[Saved entries]
Content starts
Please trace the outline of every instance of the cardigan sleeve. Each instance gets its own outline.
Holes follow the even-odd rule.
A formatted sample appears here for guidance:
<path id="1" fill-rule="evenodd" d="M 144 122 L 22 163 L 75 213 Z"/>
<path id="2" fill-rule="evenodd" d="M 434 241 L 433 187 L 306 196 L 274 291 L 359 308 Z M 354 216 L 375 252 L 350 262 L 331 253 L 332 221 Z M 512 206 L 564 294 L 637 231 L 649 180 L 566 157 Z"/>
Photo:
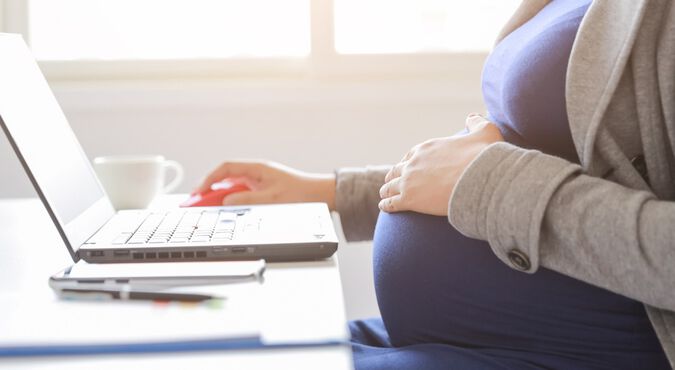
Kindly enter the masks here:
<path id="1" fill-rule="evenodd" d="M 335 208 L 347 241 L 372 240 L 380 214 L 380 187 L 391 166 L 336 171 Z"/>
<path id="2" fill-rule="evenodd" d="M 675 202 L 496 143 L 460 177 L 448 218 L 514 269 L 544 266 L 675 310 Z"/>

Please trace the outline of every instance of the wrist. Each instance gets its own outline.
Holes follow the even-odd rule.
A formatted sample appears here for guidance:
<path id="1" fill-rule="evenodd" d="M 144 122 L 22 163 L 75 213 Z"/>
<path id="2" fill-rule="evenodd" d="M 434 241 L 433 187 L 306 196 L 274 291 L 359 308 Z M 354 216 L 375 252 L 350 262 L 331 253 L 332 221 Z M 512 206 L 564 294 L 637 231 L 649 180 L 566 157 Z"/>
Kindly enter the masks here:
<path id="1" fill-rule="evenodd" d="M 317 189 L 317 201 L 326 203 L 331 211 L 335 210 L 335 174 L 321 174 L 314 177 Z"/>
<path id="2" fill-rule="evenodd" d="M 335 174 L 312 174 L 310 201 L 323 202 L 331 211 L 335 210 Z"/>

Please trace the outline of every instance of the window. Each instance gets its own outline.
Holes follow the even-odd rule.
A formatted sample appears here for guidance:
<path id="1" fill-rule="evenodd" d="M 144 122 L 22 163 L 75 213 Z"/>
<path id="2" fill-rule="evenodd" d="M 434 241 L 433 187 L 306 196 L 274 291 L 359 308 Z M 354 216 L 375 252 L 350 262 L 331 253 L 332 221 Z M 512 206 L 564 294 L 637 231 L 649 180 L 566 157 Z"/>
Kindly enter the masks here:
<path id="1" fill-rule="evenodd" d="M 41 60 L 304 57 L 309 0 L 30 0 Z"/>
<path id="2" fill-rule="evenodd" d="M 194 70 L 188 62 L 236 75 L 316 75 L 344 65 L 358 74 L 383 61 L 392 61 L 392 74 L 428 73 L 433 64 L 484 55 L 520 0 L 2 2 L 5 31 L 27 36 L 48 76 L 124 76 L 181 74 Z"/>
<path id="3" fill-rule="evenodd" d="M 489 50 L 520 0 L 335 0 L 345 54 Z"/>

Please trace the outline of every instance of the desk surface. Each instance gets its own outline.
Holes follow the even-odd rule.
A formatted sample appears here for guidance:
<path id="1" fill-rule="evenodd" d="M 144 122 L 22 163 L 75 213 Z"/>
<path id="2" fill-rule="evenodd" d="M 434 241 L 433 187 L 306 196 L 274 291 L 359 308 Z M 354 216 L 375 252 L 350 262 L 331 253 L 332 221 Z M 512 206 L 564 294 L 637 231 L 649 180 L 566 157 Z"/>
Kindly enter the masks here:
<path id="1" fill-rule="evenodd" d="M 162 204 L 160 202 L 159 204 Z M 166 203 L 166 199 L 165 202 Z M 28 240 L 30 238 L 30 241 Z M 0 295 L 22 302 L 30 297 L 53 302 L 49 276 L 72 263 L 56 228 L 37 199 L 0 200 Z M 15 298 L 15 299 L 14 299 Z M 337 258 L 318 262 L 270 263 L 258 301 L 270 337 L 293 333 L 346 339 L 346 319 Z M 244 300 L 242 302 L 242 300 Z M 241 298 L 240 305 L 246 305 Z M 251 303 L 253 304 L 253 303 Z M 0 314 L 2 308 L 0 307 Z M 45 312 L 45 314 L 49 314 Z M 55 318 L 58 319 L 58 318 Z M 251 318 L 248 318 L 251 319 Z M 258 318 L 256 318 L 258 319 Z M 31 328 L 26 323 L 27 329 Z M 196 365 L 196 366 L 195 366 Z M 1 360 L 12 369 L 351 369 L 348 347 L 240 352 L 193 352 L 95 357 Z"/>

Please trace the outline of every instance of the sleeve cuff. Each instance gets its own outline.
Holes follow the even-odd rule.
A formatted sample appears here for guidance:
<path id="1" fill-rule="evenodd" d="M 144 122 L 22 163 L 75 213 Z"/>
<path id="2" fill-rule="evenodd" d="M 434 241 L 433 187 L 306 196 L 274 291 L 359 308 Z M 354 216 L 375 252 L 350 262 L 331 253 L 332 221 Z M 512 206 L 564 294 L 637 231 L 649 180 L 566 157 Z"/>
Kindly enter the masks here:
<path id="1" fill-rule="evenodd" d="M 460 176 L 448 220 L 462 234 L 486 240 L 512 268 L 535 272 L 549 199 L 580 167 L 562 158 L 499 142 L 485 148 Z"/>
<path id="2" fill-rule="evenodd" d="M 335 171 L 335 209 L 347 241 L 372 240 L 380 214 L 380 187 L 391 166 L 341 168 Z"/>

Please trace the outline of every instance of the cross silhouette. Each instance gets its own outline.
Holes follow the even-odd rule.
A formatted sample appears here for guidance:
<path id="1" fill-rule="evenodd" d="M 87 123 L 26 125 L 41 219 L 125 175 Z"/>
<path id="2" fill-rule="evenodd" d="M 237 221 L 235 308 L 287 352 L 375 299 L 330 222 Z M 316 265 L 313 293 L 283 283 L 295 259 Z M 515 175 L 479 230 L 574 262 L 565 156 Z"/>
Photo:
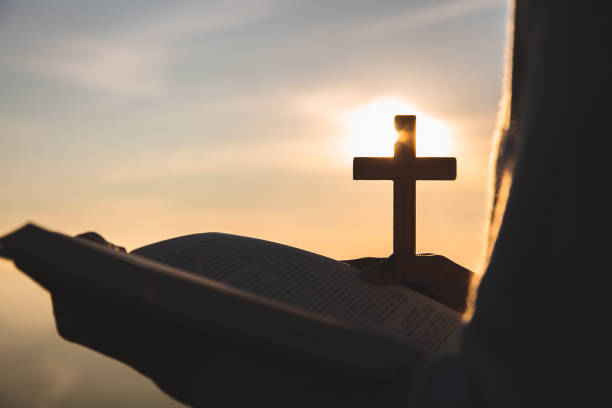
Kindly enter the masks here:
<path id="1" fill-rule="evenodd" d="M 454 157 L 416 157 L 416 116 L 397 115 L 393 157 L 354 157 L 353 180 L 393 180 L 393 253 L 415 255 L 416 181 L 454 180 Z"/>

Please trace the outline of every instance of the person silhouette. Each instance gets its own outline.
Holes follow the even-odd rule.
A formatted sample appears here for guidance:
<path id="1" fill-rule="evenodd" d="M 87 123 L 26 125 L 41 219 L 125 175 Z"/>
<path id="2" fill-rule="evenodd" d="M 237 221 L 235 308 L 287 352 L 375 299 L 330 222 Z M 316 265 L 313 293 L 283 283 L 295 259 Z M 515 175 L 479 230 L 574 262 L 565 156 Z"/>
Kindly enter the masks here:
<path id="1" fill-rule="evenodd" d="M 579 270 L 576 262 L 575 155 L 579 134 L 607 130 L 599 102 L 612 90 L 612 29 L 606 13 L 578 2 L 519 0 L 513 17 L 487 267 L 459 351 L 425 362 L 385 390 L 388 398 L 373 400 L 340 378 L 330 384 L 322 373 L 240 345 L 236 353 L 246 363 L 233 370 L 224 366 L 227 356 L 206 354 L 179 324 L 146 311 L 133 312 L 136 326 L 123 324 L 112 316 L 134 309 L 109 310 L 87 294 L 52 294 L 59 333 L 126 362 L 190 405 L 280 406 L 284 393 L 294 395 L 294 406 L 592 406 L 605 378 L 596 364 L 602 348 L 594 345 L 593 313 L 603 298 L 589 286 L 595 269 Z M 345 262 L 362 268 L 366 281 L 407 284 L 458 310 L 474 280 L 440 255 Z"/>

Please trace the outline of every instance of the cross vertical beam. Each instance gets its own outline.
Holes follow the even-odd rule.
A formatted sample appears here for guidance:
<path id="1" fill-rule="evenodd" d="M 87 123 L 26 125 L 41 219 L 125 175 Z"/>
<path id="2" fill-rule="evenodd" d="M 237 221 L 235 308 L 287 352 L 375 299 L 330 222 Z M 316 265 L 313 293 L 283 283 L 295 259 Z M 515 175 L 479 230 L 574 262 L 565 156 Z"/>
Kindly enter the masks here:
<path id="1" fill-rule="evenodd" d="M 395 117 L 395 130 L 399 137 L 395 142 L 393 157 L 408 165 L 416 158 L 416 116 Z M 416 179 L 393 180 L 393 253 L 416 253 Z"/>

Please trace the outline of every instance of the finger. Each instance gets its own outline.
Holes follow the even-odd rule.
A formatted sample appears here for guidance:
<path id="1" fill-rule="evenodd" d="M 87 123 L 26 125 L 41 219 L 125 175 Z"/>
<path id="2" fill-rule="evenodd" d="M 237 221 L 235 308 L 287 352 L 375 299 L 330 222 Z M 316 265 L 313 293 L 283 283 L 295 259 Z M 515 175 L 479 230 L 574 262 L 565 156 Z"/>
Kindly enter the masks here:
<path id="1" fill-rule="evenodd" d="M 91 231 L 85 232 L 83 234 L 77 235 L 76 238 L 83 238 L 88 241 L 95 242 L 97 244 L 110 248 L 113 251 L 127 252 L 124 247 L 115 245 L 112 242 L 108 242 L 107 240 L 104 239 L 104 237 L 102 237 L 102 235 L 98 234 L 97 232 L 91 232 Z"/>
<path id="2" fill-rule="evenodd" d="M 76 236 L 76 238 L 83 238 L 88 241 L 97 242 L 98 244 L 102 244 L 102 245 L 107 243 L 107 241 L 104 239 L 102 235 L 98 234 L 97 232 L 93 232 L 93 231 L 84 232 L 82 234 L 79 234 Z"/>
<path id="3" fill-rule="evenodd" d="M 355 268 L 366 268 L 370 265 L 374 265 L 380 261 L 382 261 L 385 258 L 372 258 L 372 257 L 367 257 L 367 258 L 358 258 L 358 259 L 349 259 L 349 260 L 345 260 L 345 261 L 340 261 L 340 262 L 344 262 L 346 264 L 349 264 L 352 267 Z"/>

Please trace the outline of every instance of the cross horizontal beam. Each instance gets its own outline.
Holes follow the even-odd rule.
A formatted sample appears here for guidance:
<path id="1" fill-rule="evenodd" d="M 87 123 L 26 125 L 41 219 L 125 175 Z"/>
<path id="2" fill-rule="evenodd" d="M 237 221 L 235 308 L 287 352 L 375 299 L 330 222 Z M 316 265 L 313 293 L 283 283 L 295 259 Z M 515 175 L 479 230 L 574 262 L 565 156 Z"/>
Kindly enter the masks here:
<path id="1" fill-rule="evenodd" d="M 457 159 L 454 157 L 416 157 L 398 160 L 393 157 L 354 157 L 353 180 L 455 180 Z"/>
Content ends
* [Task description]: Each line above that contains the word "silhouette" counts once; give the total and no other text.

* [Written response]: 2